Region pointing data
______

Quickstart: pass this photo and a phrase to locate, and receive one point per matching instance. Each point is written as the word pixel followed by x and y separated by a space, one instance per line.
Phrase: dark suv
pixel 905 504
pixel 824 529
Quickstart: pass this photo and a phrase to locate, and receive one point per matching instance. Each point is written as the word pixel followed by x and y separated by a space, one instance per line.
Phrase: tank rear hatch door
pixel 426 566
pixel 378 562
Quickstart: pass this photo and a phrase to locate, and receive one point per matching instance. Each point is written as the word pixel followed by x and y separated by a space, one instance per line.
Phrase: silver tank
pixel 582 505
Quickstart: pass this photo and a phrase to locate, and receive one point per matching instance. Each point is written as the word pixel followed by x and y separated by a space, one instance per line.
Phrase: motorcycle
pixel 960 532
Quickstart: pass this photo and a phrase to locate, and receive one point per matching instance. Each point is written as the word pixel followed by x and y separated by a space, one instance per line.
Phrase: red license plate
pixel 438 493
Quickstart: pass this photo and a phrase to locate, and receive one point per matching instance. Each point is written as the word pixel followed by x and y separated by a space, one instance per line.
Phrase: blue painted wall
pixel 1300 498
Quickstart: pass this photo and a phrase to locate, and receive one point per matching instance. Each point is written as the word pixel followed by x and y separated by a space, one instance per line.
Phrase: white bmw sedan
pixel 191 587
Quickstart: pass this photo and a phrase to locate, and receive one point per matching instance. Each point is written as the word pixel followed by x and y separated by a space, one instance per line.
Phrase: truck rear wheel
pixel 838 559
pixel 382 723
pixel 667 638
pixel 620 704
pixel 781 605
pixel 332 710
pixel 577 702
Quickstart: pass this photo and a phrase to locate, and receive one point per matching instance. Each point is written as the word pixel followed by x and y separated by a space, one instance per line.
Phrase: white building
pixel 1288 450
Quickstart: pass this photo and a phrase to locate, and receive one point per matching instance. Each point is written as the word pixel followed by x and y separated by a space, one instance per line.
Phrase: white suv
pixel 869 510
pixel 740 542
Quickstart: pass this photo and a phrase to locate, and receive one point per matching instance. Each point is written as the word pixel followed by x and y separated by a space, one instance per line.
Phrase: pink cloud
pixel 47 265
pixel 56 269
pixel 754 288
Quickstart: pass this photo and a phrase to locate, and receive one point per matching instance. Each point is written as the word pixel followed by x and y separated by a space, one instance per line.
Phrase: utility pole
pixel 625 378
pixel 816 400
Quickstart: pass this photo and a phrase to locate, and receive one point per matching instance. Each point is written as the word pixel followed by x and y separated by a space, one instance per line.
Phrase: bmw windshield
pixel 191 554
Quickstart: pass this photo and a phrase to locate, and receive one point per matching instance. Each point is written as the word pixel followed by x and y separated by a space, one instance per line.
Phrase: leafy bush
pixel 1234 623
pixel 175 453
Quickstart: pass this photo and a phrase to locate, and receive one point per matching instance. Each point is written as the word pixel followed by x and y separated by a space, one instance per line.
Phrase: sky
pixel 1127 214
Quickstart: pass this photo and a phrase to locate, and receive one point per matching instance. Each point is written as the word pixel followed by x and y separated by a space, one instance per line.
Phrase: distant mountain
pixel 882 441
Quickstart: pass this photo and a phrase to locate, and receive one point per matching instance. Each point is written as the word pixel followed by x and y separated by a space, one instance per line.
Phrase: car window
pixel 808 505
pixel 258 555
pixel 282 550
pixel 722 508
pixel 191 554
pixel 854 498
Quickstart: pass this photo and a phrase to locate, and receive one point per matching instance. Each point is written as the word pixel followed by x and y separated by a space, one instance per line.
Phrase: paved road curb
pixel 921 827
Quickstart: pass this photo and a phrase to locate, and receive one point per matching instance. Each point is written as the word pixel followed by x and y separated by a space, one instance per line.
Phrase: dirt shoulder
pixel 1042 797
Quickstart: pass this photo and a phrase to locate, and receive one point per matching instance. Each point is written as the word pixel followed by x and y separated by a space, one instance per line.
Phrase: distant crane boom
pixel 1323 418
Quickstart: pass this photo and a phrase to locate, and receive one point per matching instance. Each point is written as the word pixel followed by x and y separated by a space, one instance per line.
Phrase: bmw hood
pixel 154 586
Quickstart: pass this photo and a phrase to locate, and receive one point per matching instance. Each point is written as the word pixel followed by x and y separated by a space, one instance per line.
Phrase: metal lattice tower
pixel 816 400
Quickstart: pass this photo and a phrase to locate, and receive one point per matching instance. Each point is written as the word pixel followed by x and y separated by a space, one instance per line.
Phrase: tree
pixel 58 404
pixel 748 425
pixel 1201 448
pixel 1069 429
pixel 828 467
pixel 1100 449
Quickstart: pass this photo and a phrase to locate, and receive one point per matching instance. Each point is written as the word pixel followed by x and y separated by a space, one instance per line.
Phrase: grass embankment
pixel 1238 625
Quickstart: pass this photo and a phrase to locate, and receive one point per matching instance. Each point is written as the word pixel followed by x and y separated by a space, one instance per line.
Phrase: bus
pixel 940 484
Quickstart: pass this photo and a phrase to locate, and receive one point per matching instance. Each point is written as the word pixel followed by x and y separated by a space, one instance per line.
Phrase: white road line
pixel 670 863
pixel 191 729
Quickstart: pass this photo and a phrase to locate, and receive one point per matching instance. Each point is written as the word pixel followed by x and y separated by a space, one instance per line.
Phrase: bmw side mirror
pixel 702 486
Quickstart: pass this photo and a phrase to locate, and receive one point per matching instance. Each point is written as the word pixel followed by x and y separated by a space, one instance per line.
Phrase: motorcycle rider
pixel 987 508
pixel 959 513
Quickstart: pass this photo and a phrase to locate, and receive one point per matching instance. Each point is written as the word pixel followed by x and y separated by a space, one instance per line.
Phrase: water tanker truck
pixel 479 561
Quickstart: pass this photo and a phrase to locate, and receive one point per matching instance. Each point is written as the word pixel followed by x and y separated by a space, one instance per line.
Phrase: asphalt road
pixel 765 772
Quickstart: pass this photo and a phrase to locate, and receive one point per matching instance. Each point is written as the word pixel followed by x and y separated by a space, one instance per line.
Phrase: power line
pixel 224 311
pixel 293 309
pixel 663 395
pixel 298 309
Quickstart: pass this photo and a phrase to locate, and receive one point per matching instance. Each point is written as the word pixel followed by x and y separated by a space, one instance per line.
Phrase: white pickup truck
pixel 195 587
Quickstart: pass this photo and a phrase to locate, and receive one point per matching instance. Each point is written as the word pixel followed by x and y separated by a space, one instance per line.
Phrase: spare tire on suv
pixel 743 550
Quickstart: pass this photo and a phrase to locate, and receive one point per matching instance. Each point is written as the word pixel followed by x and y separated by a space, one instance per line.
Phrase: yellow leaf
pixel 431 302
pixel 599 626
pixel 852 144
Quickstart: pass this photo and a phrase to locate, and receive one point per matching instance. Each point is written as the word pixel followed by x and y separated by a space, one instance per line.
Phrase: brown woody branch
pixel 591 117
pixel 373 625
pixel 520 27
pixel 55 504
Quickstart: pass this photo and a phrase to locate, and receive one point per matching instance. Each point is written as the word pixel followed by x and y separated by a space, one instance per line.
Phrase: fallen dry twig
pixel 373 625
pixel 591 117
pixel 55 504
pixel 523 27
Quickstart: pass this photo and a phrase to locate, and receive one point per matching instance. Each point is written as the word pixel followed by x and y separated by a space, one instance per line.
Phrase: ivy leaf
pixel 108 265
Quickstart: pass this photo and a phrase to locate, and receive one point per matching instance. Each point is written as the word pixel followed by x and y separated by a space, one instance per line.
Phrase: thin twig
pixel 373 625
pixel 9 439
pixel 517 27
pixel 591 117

______

_THE TASK_
All entries given above should be transcribed exactly, with none omitted.

_RESPONSE AREA_
Quickstart: pass this photo and a phrase to locate, and receive one point per matching instance. Each point is written as the word pixel followed by x and y separated by a space, one instance per line.
Phrase: dark suv
pixel 905 504
pixel 824 529
Quickstart: pass this photo and a phrase to locate, and receive one point per matching instance. Each point is written as the word pixel followed by x and y separated by a space, one instance per line.
Phrase: tank rear hatch door
pixel 426 566
pixel 378 562
Quickstart: pass this photo and a phrase to locate, and receive one point per matching instance. Each point is written as the word pixel followed by x and y separated by a space, one instance per line.
Phrase: silver tank
pixel 582 505
Quickstart: pass this photo and a phrase to locate, and receive one point per matching instance. Each point is written as the word pixel followed by x and y separated by a space, one instance per line.
Phrase: motorcycle
pixel 960 532
Quickstart: pass this photo and a phrase to locate, and receive one point per matching instance. Each point is written as the word pixel followed by x and y separated by a space, one instance per line.
Phrase: red license plate
pixel 438 493
Quickstart: pass this photo and a phrase to locate, and receive one point per matching instance. Each point is written as the word pixel followed by x and y separated by a space, one instance per line.
Phrase: blue painted wall
pixel 1300 498
Quickstart: pass this photo and a phrase to locate, and receive one point per matching instance. Each point is written as the word pixel followed by x and y separated by a space, one instance per line.
Phrase: white bmw sedan
pixel 191 587
Quickstart: pass this photo and a phrase to locate, and receive one point per matching instance. Each point is written as the word pixel followed by x and y separated by a space, one instance per line.
Phrase: truck rear wheel
pixel 838 559
pixel 382 723
pixel 667 638
pixel 620 704
pixel 781 605
pixel 332 710
pixel 577 702
Quickstart: pass this photo and a phrase to locate, and receive one point per matching instance. Each point is written as the word pixel followed by x and y separated by a space, one instance per line.
Phrase: white building
pixel 1288 450
Quickstart: pass this photo and a phrase to locate, and receive one point per matching instance. Each point is written as the word pixel followed by x and y separated by a space, one instance per line.
Phrase: white suv
pixel 869 510
pixel 740 542
Quickstart: pass this photo and a phrase to locate, and receive one point per matching instance. Each point is written as the word pixel followed by x and y separated by a space, one instance per line.
Phrase: pink cloud
pixel 47 265
pixel 56 269
pixel 754 288
Quickstart: pass this photo and a phrase to locate, and receive one point per matching instance. Each point is written as the word pixel followed by x and y separated by a space, one instance per line.
Phrase: utility pole
pixel 625 378
pixel 816 400
Quickstart: pass this photo and a phrase to locate, and receive one point per matching instance. Each point is written as the word pixel followed by x and y separated by a space, one instance per line.
Phrase: bmw windshield
pixel 191 554
Quickstart: pass this photo and a phrase to locate, and receive one point per matching instance. Each point is written as the word pixel followed by x and y separated by a space, one instance per line.
Phrase: leafy bush
pixel 1234 623
pixel 175 453
Quickstart: pass this photo and a phrase to locate, and receive one point per matching instance. Each point is written as the word pixel followed by x and y separated by a space, one instance per line.
Phrase: sky
pixel 1127 214
Quickstart: pass this photo and a phrase to locate, and receive one point per matching instance. Each point is written as the word pixel followed by x and y separated by a space, one instance per line.
Phrase: distant mountain
pixel 882 441
Quickstart: pass this photo and a phrase to locate, and receive one point per matching instance. Each point is written as the word pixel followed by x and y separated by a space, one instance per line.
Phrase: car window
pixel 808 505
pixel 258 555
pixel 282 550
pixel 722 508
pixel 191 554
pixel 854 498
Quickstart: pass this photo and a phrase to locate, and receive one point per matching instance. Each point is written as the word pixel followed by x and y separated by a space, one instance per line.
Phrase: paved road curb
pixel 921 827
Quickstart: pass this photo and a phrase to locate, and receive one point per matching instance. Each point is written as the word pixel followed by x and y separated by a space, one instance per line.
Phrase: dirt shoulder
pixel 1042 797
Quickstart: pass this photo and a phrase to locate, and receive one point per matching instance. Each point is written as the word pixel followed by x and y separated by a space, one instance per line.
Phrase: distant crane boom
pixel 1323 418
Quickstart: pass this photo and a phrase to locate, and receive one point per matching instance. Each point is written as the word pixel followed by x and y separated by a space, one instance per line.
Phrase: bmw hood
pixel 154 586
Quickstart: pass this photo and a phrase to locate, and receive one point per matching instance. Each point is written as the word pixel followed by x and y separated by a space, one instance per line.
Phrase: metal lattice tower
pixel 816 400
Quickstart: pass this photo and a phrase to locate, and receive one point per matching instance. Each point is written as the word pixel followed by x and y separated by a space, one instance per line.
Phrase: tree
pixel 58 404
pixel 748 425
pixel 1201 448
pixel 1069 429
pixel 828 467
pixel 1100 449
Quickstart: pass this photo and a phrase to locate, and receive one point per matching instance. Each point is written as the word pixel followed by x and y separated by a space, one instance per line.
Phrase: grass embankment
pixel 1238 625
Quickstart: pass this photo and a phrase to locate, and receive one point per matching instance. Each point is written as the word pixel followed by x and y separated by a space, one instance per line.
Phrase: bus
pixel 940 484
Quickstart: pass this photo and a phrase to locate, and receive one point per matching instance. Each point is written as the word pixel followed by x and y separated by a space, one instance per line.
Phrase: white road line
pixel 670 863
pixel 191 729
Quickstart: pass this photo and a phrase to locate, and receive one point per matching instance. Each point is written as the word pixel followed by x and y separated by a space, one instance per line.
Phrase: bmw side mirror
pixel 702 486
Quickstart: pass this photo and a phrase to locate, and receive one point per matching instance. Each point is written as the word pixel followed by x and y separated by a space, one instance per line.
Phrase: motorcycle rider
pixel 987 508
pixel 959 513
Quickstart: pass this photo and a phrase to locate, and receive one point per matching instance. Each point is written as the word pixel followed by x and y separated by a space, one instance per line.
Phrase: water tanker truck
pixel 479 561
Quickstart: pass this photo and a phrase to locate, and receive one point per matching instance. Each point is written as the word pixel followed by x and y separated by a space, one instance per line.
Phrase: asphalt road
pixel 765 772
Quickstart: pass this photo and a phrase to locate, and receive one point per matching instance. Each point is written as the word pixel followed by x and y separated by a space, one instance per line.
Phrase: power line
pixel 224 311
pixel 293 309
pixel 663 395
pixel 298 309
Quickstart: pass this photo and a phrase to locate, and receive one point per matching instance. Each point is written as the word pixel followed by x and y separated by a space, one instance per line.
Phrase: white pickup truck
pixel 195 587
Quickstart: pass this photo and a phrase to locate, and receive one point per matching instance. Each point is written as the word pixel followed by x and y separated by a space, one instance per line.
Phrase: spare tire on suv
pixel 743 550
Quickstart: pass this photo and a phrase to locate, and receive one point per matching instance. Each point is written as the word pixel followed by x and y separated by a space, one instance per line.
Phrase: yellow leaf
pixel 431 302
pixel 599 626
pixel 852 144
Quickstart: pass this photo and a phrase to locate, and receive one point per matching instance. Each point is written as the word pixel followed by x and y separated by a space, one instance per line.
Phrase: brown woody branch
pixel 591 117
pixel 373 625
pixel 520 27
pixel 55 504
Quickstart: pass this photo and a phrase to locate, and receive one point per matching instance. Each point is written as the word pixel followed by x and y separated by a space, one instance per line.
Phrase: fallen dry twig
pixel 373 625
pixel 591 117
pixel 55 504
pixel 523 27
Quickstart: pass this photo and a phrase to locate, and receive one point per matching instance. Each point is written as the word pixel followed by x and y separated by a space, one instance per line.
Phrase: ivy leaf
pixel 108 265
Quickstart: pass this photo and a phrase to locate, and receive one point per matching instance. Each point is written as the word pixel followed by x and y separated by a space, one instance per line.
Phrase: thin twig
pixel 373 625
pixel 9 439
pixel 517 27
pixel 591 117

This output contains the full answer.